** What to produce **
Set down, without alteration, the lines from the one that contains "of the brick" through the final line of the material below.

Photo object pointing records

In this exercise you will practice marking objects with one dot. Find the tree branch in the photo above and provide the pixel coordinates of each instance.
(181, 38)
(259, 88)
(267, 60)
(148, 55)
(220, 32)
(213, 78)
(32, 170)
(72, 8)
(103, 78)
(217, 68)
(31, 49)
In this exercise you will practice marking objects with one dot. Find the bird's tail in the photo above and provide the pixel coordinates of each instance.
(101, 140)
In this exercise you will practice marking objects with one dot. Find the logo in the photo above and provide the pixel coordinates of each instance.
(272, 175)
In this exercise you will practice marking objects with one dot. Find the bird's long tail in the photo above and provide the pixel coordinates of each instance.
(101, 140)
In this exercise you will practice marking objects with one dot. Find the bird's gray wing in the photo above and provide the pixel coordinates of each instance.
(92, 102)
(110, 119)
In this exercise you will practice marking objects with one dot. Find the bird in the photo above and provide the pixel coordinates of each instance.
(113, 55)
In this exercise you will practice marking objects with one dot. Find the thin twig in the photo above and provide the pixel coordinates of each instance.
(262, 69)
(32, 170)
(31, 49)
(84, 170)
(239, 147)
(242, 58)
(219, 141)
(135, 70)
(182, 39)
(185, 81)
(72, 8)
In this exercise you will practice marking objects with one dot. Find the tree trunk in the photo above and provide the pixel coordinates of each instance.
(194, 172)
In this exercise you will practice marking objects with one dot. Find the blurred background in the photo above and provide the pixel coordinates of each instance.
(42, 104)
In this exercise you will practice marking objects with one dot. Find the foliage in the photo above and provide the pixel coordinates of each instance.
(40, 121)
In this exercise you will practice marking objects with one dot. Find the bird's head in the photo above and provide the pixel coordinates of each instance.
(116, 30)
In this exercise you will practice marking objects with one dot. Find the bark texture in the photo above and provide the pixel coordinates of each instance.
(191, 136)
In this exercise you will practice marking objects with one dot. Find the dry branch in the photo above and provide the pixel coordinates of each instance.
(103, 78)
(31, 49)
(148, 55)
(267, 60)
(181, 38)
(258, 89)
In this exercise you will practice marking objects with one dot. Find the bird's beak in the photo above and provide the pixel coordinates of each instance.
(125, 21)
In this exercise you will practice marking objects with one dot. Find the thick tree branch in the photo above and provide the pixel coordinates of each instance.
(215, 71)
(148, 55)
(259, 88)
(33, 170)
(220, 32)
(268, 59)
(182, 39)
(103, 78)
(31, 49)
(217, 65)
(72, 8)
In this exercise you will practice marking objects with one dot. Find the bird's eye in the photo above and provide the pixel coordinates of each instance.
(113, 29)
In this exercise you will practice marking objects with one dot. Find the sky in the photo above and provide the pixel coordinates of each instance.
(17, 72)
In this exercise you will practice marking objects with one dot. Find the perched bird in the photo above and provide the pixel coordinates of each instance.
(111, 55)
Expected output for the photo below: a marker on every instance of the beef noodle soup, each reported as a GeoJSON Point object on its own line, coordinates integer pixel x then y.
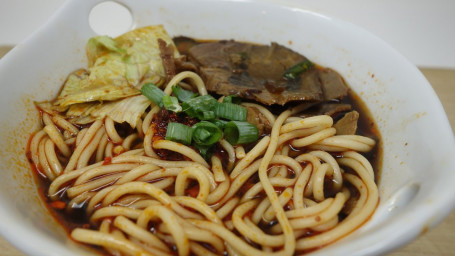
{"type": "Point", "coordinates": [174, 146]}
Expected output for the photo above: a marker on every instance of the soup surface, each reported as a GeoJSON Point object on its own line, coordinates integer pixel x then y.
{"type": "Point", "coordinates": [176, 146]}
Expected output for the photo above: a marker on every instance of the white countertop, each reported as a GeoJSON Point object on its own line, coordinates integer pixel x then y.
{"type": "Point", "coordinates": [423, 31]}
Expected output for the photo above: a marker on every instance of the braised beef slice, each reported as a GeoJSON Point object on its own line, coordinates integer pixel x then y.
{"type": "Point", "coordinates": [348, 124]}
{"type": "Point", "coordinates": [327, 108]}
{"type": "Point", "coordinates": [256, 72]}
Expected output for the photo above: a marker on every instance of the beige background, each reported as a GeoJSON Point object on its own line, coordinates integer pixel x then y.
{"type": "Point", "coordinates": [438, 241]}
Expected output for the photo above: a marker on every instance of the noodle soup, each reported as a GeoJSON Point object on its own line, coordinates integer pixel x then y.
{"type": "Point", "coordinates": [174, 146]}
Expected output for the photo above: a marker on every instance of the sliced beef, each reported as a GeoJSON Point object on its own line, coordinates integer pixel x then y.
{"type": "Point", "coordinates": [327, 108]}
{"type": "Point", "coordinates": [348, 124]}
{"type": "Point", "coordinates": [256, 72]}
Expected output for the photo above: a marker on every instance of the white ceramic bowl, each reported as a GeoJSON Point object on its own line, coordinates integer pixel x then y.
{"type": "Point", "coordinates": [416, 186]}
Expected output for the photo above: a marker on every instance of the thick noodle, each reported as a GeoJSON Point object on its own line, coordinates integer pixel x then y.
{"type": "Point", "coordinates": [271, 199]}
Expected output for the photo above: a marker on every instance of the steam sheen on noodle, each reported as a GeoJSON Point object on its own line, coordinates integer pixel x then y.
{"type": "Point", "coordinates": [267, 200]}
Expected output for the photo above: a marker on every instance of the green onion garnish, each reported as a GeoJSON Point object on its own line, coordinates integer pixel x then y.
{"type": "Point", "coordinates": [206, 133]}
{"type": "Point", "coordinates": [179, 132]}
{"type": "Point", "coordinates": [182, 94]}
{"type": "Point", "coordinates": [230, 111]}
{"type": "Point", "coordinates": [232, 99]}
{"type": "Point", "coordinates": [171, 103]}
{"type": "Point", "coordinates": [237, 132]}
{"type": "Point", "coordinates": [202, 107]}
{"type": "Point", "coordinates": [293, 72]}
{"type": "Point", "coordinates": [220, 123]}
{"type": "Point", "coordinates": [153, 93]}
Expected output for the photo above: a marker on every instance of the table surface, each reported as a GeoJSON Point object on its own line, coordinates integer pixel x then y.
{"type": "Point", "coordinates": [437, 241]}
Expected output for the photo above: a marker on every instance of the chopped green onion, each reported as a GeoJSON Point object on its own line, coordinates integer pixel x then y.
{"type": "Point", "coordinates": [179, 132]}
{"type": "Point", "coordinates": [232, 99]}
{"type": "Point", "coordinates": [293, 72]}
{"type": "Point", "coordinates": [171, 103]}
{"type": "Point", "coordinates": [237, 132]}
{"type": "Point", "coordinates": [206, 133]}
{"type": "Point", "coordinates": [182, 94]}
{"type": "Point", "coordinates": [201, 107]}
{"type": "Point", "coordinates": [230, 111]}
{"type": "Point", "coordinates": [219, 123]}
{"type": "Point", "coordinates": [153, 93]}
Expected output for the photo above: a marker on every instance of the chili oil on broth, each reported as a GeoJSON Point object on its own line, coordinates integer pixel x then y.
{"type": "Point", "coordinates": [79, 219]}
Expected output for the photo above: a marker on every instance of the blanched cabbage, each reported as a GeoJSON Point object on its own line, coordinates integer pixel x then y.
{"type": "Point", "coordinates": [116, 71]}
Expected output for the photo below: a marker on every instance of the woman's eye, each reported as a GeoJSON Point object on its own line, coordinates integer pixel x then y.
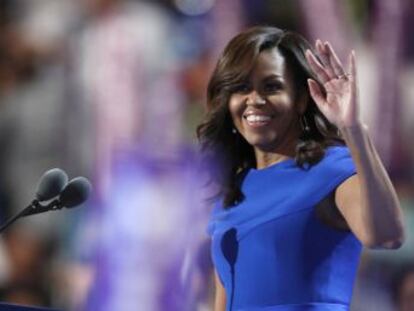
{"type": "Point", "coordinates": [242, 88]}
{"type": "Point", "coordinates": [272, 87]}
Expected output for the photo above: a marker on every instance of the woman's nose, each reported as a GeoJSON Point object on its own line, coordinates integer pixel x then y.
{"type": "Point", "coordinates": [254, 98]}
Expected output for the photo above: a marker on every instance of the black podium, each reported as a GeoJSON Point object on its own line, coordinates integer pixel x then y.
{"type": "Point", "coordinates": [13, 307]}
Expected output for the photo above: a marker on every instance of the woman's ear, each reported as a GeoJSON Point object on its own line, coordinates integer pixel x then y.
{"type": "Point", "coordinates": [302, 102]}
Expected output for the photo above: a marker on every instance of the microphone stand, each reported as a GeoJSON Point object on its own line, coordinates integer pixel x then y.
{"type": "Point", "coordinates": [34, 208]}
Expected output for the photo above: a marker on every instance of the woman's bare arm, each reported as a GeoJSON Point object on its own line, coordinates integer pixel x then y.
{"type": "Point", "coordinates": [220, 295]}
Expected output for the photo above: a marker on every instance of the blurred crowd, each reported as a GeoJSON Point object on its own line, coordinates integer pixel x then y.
{"type": "Point", "coordinates": [113, 90]}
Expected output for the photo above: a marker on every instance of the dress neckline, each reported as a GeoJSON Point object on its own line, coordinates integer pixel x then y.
{"type": "Point", "coordinates": [283, 163]}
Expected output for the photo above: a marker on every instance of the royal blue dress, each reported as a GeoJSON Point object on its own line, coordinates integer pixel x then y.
{"type": "Point", "coordinates": [271, 251]}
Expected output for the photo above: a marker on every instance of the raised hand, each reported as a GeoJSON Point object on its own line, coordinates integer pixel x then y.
{"type": "Point", "coordinates": [339, 103]}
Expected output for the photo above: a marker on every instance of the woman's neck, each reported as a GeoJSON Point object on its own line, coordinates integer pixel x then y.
{"type": "Point", "coordinates": [267, 158]}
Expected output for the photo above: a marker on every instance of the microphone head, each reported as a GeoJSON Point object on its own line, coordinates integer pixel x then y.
{"type": "Point", "coordinates": [76, 192]}
{"type": "Point", "coordinates": [51, 184]}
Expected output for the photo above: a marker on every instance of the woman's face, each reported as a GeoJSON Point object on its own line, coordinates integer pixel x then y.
{"type": "Point", "coordinates": [265, 109]}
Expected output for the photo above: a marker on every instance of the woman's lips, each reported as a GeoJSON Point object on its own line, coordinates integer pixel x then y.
{"type": "Point", "coordinates": [257, 120]}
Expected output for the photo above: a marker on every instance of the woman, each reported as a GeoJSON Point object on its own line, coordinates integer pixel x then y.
{"type": "Point", "coordinates": [302, 188]}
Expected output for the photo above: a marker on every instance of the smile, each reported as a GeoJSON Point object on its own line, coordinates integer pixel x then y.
{"type": "Point", "coordinates": [257, 120]}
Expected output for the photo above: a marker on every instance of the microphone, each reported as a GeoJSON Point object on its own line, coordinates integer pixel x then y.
{"type": "Point", "coordinates": [53, 183]}
{"type": "Point", "coordinates": [75, 193]}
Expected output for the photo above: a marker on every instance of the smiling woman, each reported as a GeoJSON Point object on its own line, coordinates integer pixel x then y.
{"type": "Point", "coordinates": [302, 188]}
{"type": "Point", "coordinates": [262, 65]}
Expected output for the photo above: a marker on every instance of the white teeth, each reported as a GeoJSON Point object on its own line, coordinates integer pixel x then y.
{"type": "Point", "coordinates": [257, 118]}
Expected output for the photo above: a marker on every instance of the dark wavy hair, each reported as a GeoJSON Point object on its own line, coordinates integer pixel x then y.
{"type": "Point", "coordinates": [233, 152]}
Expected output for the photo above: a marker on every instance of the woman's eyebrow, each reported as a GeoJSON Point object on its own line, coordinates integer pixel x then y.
{"type": "Point", "coordinates": [273, 76]}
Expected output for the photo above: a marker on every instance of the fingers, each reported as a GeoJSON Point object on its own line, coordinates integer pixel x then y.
{"type": "Point", "coordinates": [324, 57]}
{"type": "Point", "coordinates": [316, 67]}
{"type": "Point", "coordinates": [316, 92]}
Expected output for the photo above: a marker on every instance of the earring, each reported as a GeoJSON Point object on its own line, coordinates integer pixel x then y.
{"type": "Point", "coordinates": [304, 124]}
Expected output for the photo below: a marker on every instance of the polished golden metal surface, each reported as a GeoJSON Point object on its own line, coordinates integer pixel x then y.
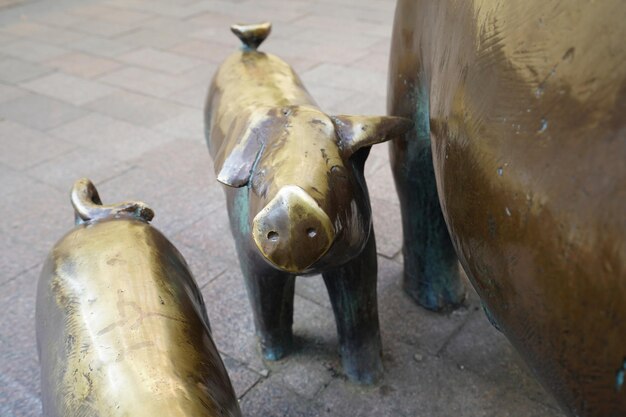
{"type": "Point", "coordinates": [266, 132]}
{"type": "Point", "coordinates": [121, 324]}
{"type": "Point", "coordinates": [525, 102]}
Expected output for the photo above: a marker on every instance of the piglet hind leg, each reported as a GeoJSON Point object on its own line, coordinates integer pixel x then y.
{"type": "Point", "coordinates": [352, 291]}
{"type": "Point", "coordinates": [431, 274]}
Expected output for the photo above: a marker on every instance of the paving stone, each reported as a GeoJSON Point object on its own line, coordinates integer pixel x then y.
{"type": "Point", "coordinates": [388, 226]}
{"type": "Point", "coordinates": [68, 88]}
{"type": "Point", "coordinates": [17, 401]}
{"type": "Point", "coordinates": [206, 50]}
{"type": "Point", "coordinates": [39, 112]}
{"type": "Point", "coordinates": [480, 348]}
{"type": "Point", "coordinates": [8, 93]}
{"type": "Point", "coordinates": [271, 399]}
{"type": "Point", "coordinates": [340, 76]}
{"type": "Point", "coordinates": [328, 98]}
{"type": "Point", "coordinates": [105, 47]}
{"type": "Point", "coordinates": [193, 96]}
{"type": "Point", "coordinates": [403, 320]}
{"type": "Point", "coordinates": [83, 65]}
{"type": "Point", "coordinates": [21, 366]}
{"type": "Point", "coordinates": [241, 377]}
{"type": "Point", "coordinates": [110, 137]}
{"type": "Point", "coordinates": [159, 60]}
{"type": "Point", "coordinates": [17, 328]}
{"type": "Point", "coordinates": [146, 81]}
{"type": "Point", "coordinates": [189, 124]}
{"type": "Point", "coordinates": [136, 108]}
{"type": "Point", "coordinates": [23, 147]}
{"type": "Point", "coordinates": [62, 171]}
{"type": "Point", "coordinates": [15, 71]}
{"type": "Point", "coordinates": [38, 215]}
{"type": "Point", "coordinates": [110, 14]}
{"type": "Point", "coordinates": [154, 38]}
{"type": "Point", "coordinates": [31, 51]}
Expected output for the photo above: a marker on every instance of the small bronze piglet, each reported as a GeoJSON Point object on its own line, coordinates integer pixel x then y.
{"type": "Point", "coordinates": [121, 324]}
{"type": "Point", "coordinates": [297, 198]}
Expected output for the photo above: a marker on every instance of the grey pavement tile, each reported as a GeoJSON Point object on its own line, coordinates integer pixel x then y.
{"type": "Point", "coordinates": [31, 51]}
{"type": "Point", "coordinates": [17, 256]}
{"type": "Point", "coordinates": [480, 348]}
{"type": "Point", "coordinates": [343, 76]}
{"type": "Point", "coordinates": [136, 108]}
{"type": "Point", "coordinates": [14, 70]}
{"type": "Point", "coordinates": [39, 112]}
{"type": "Point", "coordinates": [375, 61]}
{"type": "Point", "coordinates": [110, 137]}
{"type": "Point", "coordinates": [403, 320]}
{"type": "Point", "coordinates": [241, 377]}
{"type": "Point", "coordinates": [9, 92]}
{"type": "Point", "coordinates": [329, 98]}
{"type": "Point", "coordinates": [154, 38]}
{"type": "Point", "coordinates": [17, 401]}
{"type": "Point", "coordinates": [189, 124]}
{"type": "Point", "coordinates": [101, 46]}
{"type": "Point", "coordinates": [17, 328]}
{"type": "Point", "coordinates": [23, 147]}
{"type": "Point", "coordinates": [38, 216]}
{"type": "Point", "coordinates": [270, 398]}
{"type": "Point", "coordinates": [337, 53]}
{"type": "Point", "coordinates": [22, 366]}
{"type": "Point", "coordinates": [205, 50]}
{"type": "Point", "coordinates": [62, 171]}
{"type": "Point", "coordinates": [193, 96]}
{"type": "Point", "coordinates": [146, 81]}
{"type": "Point", "coordinates": [69, 88]}
{"type": "Point", "coordinates": [365, 103]}
{"type": "Point", "coordinates": [105, 28]}
{"type": "Point", "coordinates": [168, 62]}
{"type": "Point", "coordinates": [83, 65]}
{"type": "Point", "coordinates": [388, 226]}
{"type": "Point", "coordinates": [110, 14]}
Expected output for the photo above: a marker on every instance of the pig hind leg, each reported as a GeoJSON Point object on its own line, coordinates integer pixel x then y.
{"type": "Point", "coordinates": [352, 291]}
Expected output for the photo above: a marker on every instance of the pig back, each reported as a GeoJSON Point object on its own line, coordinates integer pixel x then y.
{"type": "Point", "coordinates": [122, 329]}
{"type": "Point", "coordinates": [525, 105]}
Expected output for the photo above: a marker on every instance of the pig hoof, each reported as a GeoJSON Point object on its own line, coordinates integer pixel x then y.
{"type": "Point", "coordinates": [273, 353]}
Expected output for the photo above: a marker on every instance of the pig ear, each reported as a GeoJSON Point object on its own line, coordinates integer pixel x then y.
{"type": "Point", "coordinates": [355, 132]}
{"type": "Point", "coordinates": [234, 160]}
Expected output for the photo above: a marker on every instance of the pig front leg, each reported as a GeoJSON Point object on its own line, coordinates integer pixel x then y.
{"type": "Point", "coordinates": [431, 274]}
{"type": "Point", "coordinates": [352, 291]}
{"type": "Point", "coordinates": [271, 292]}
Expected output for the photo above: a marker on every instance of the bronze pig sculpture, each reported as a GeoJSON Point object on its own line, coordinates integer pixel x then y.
{"type": "Point", "coordinates": [297, 198]}
{"type": "Point", "coordinates": [121, 324]}
{"type": "Point", "coordinates": [524, 105]}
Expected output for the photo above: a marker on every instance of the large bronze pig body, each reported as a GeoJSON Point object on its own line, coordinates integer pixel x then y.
{"type": "Point", "coordinates": [524, 105]}
{"type": "Point", "coordinates": [297, 198]}
{"type": "Point", "coordinates": [121, 325]}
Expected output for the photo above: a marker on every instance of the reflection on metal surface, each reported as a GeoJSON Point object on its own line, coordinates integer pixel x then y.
{"type": "Point", "coordinates": [297, 198]}
{"type": "Point", "coordinates": [121, 324]}
{"type": "Point", "coordinates": [525, 103]}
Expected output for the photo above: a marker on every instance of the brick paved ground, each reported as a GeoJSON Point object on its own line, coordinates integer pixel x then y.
{"type": "Point", "coordinates": [114, 90]}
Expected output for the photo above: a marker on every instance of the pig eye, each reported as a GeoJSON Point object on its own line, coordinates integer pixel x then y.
{"type": "Point", "coordinates": [338, 171]}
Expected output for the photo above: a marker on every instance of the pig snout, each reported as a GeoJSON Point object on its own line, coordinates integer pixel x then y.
{"type": "Point", "coordinates": [292, 231]}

** Task response **
Expected output for the photo above: a marker on every instance of the brick paved ground, each reported as a GeoJSON Point object on its own line, coordinates integer pixel x then y.
{"type": "Point", "coordinates": [114, 90]}
Expected output for the photo above: a marker on every instance of the pig eye, each reported as a GeoJSON Point object on its own line, coordinates integer pixel x then y.
{"type": "Point", "coordinates": [338, 171]}
Expected output for the photo above: a marker on every instance of the pig snout, each reported as a GeoJSON Point object on its own line, coordinates integer pixel x then y.
{"type": "Point", "coordinates": [292, 231]}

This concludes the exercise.